→ **Task prompt**: State how many lines in the records below contain the word "area". Give only the number.

→ **Materials provided**:
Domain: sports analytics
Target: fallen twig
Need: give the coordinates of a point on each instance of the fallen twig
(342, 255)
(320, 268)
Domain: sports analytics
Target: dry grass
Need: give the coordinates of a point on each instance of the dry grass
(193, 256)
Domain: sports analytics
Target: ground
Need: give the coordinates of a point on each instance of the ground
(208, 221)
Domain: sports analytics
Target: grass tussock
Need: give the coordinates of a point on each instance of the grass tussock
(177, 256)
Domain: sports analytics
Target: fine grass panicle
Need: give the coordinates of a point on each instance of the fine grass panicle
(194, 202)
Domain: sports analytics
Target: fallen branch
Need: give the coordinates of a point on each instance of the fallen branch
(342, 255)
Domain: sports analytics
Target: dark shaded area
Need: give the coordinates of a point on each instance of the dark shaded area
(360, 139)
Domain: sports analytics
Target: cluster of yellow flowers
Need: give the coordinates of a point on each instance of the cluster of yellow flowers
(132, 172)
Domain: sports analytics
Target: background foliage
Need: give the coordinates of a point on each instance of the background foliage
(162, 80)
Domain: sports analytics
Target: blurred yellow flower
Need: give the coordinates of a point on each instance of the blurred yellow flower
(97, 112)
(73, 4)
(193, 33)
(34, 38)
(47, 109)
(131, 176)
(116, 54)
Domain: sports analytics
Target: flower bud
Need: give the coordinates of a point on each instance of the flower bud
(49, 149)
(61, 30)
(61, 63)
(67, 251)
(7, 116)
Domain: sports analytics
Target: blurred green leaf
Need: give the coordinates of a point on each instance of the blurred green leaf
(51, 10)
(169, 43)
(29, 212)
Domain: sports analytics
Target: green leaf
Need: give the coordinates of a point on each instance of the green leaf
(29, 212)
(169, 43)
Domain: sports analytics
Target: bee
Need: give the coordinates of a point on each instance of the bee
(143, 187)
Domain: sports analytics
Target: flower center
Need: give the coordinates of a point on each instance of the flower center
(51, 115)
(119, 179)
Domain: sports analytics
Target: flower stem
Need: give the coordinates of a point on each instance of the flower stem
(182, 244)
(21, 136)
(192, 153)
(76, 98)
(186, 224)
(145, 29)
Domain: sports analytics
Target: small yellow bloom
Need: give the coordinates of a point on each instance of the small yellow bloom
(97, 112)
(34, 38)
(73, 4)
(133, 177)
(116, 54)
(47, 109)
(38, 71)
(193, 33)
...
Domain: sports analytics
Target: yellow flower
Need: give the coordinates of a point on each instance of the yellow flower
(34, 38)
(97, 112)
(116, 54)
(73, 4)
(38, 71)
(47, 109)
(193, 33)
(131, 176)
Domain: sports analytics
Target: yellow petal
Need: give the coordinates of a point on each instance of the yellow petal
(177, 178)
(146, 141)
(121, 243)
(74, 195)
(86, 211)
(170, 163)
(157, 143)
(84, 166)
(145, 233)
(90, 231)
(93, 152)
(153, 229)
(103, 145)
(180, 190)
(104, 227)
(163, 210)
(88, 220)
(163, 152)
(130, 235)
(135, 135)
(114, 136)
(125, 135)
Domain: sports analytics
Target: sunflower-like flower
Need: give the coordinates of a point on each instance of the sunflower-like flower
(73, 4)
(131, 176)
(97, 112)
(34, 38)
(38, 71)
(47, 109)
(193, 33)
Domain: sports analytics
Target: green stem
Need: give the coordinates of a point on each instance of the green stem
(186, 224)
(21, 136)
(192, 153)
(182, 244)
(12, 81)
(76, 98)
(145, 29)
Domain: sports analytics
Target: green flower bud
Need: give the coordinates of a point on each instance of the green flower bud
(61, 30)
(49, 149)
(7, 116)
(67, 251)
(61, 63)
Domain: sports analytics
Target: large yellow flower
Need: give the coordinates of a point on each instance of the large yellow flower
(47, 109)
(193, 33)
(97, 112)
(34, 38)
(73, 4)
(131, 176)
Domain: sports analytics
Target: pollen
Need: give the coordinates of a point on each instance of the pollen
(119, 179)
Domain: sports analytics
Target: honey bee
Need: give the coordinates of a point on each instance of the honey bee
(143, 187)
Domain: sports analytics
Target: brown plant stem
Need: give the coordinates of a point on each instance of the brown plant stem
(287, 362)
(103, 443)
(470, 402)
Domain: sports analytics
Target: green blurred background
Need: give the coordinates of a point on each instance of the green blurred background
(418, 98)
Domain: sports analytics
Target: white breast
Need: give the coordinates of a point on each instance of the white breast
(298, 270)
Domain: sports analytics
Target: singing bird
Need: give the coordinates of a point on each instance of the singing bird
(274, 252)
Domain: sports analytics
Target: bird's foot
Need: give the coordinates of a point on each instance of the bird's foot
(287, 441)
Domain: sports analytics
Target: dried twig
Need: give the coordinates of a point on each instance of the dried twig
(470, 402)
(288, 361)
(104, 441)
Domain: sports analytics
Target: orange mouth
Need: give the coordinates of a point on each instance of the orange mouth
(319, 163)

→ **Exercise answer**: 2